### [What needs to be done]
Begin with the line holding "If you could point to the white building" and write out each following line to the end of the data, exactly. Pictures are left out.
***
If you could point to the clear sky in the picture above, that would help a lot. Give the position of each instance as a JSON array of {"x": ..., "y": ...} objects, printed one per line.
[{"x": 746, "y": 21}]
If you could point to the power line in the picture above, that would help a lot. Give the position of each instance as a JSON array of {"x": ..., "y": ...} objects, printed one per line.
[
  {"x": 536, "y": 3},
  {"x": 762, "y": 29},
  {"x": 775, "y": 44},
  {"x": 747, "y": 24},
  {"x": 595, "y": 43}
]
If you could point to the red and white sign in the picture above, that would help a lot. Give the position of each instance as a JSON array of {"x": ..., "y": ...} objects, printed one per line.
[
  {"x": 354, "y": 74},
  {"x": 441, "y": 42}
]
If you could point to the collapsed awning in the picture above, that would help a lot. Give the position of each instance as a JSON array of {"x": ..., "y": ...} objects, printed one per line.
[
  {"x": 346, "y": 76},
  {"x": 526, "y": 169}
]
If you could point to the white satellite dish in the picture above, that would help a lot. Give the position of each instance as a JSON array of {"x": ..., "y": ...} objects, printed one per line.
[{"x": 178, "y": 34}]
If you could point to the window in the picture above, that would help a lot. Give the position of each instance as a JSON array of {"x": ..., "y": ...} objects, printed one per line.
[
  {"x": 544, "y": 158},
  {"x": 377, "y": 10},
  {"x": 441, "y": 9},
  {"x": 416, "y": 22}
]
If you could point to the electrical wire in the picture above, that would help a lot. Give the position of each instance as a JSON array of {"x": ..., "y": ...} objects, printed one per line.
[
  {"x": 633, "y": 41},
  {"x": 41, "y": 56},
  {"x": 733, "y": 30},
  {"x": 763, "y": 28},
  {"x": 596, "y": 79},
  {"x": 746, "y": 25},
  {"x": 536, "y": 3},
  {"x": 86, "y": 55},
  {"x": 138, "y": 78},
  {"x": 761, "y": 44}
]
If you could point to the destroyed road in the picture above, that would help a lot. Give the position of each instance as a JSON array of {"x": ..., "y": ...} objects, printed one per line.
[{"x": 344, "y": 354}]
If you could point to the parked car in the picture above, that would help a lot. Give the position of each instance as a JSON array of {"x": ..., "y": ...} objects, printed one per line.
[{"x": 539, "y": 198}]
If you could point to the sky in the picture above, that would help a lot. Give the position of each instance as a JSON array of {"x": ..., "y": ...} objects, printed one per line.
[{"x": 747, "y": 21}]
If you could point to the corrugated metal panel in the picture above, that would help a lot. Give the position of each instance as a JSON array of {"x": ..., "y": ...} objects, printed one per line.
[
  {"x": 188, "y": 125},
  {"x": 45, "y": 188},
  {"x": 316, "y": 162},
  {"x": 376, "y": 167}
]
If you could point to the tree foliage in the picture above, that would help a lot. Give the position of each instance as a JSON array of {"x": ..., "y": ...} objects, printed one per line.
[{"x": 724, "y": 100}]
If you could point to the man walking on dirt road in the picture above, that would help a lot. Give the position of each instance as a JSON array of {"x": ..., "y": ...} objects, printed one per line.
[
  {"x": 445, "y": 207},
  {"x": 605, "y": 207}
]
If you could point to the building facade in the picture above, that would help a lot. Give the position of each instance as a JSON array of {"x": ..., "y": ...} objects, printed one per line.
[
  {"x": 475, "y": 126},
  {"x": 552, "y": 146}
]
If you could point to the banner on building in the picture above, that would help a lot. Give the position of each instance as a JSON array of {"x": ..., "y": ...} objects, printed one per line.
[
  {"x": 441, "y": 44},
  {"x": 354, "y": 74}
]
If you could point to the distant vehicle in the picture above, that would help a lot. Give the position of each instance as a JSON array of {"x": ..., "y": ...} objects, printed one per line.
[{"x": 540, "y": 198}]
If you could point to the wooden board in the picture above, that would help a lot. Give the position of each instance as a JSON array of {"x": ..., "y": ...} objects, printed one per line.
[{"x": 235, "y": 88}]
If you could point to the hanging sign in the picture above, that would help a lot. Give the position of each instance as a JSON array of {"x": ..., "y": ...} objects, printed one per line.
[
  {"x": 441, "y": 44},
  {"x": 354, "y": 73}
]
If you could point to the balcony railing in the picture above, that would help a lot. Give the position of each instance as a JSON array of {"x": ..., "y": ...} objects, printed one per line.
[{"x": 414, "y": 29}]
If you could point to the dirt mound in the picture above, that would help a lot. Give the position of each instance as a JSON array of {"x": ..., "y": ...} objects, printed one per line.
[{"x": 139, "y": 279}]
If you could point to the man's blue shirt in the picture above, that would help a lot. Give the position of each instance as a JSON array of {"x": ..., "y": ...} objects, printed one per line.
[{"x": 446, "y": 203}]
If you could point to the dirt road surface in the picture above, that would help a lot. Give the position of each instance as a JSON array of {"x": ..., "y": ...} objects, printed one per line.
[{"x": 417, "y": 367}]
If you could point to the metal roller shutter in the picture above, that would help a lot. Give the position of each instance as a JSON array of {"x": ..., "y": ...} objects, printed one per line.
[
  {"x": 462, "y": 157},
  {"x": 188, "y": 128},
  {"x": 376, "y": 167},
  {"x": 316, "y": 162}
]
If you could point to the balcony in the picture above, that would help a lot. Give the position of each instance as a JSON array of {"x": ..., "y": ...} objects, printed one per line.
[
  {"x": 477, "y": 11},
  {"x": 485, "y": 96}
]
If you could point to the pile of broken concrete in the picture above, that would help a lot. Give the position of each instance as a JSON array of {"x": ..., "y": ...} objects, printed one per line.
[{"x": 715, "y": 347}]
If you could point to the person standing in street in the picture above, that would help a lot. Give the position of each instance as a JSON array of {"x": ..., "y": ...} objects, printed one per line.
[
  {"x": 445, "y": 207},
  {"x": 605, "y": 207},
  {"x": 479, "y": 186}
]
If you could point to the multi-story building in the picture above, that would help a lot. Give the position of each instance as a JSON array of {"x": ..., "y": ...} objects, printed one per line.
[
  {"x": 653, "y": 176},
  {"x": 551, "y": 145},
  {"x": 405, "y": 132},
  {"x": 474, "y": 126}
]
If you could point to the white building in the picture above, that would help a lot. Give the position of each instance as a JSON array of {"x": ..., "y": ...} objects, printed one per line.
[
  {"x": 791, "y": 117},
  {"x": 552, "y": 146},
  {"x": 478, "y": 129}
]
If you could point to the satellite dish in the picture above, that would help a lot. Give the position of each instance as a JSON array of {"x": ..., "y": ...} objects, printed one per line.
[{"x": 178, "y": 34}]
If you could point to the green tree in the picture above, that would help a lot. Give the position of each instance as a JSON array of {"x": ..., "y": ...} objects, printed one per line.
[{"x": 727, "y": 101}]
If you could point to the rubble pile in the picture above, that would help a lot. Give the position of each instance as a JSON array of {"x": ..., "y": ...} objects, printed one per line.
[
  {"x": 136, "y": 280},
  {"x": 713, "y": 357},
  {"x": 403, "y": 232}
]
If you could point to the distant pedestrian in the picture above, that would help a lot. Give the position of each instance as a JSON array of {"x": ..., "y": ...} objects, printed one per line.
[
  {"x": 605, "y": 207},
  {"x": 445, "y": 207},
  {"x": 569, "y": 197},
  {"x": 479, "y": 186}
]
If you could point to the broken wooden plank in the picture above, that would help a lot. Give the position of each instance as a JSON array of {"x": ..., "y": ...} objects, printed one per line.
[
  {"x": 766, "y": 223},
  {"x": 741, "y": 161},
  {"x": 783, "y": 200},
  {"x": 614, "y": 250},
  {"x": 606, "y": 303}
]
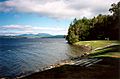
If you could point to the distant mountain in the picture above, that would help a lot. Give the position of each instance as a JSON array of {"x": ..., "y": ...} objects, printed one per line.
[
  {"x": 39, "y": 35},
  {"x": 58, "y": 36}
]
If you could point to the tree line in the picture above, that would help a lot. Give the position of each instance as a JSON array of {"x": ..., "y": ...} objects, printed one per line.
[{"x": 100, "y": 27}]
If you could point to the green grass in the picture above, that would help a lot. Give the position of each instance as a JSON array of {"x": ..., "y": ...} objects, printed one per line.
***
### [Result of this exercise]
If you could point to the white building in the picture above, that would help a lot. Give the position of each instance as a JSON array of {"x": ..., "y": ...} objects, printed one per line.
[
  {"x": 791, "y": 117},
  {"x": 552, "y": 146},
  {"x": 478, "y": 129}
]
If you could point to the satellite dish in the picture above, that would help a lot. Give the position of each instance as a JSON array of {"x": ..., "y": ...} objects, printed one per line.
[{"x": 178, "y": 34}]
If you could point to the green tree in the picture above, that would help a lot. Give the position of each instance as a JSON array of {"x": ..., "y": ...} objects, printed one per line.
[{"x": 727, "y": 101}]
If you could point to the rubble pile in the picture above, that would help a lot. Give the position of each instance as a JSON array of {"x": ..., "y": ...} objects, printed one per line.
[
  {"x": 136, "y": 280},
  {"x": 713, "y": 357},
  {"x": 403, "y": 232}
]
If you could point to the distant pedestrian in the picture above, that would help a lot. Give the position of each instance as a JSON array of {"x": ..., "y": ...} objects, printed one per line.
[
  {"x": 605, "y": 207},
  {"x": 445, "y": 207},
  {"x": 569, "y": 197},
  {"x": 479, "y": 186}
]
If you could point to the broken wooden plank in the picture above, that would help a lot. Give the position of each instance as a JSON array of {"x": ..., "y": ...} objects, printed one per line.
[
  {"x": 766, "y": 223},
  {"x": 741, "y": 161},
  {"x": 783, "y": 200},
  {"x": 614, "y": 250},
  {"x": 606, "y": 303}
]
If you could point to the distant mountain in the picture above, that would help a lot. Give the position of each instance as a JSON array of {"x": ..., "y": ...} objects, printed one per line.
[
  {"x": 39, "y": 35},
  {"x": 58, "y": 36}
]
If you could point to the tree line in the picture above, that would help a lot. Give the position of each instance as a JSON array of {"x": ..., "y": ...} objects, printed one per line.
[{"x": 100, "y": 27}]
If you could point to the green grass in the picture above, that would help a lot. Give the position of each instance as a JSON array of {"x": ..., "y": ...} objects, printed one per line.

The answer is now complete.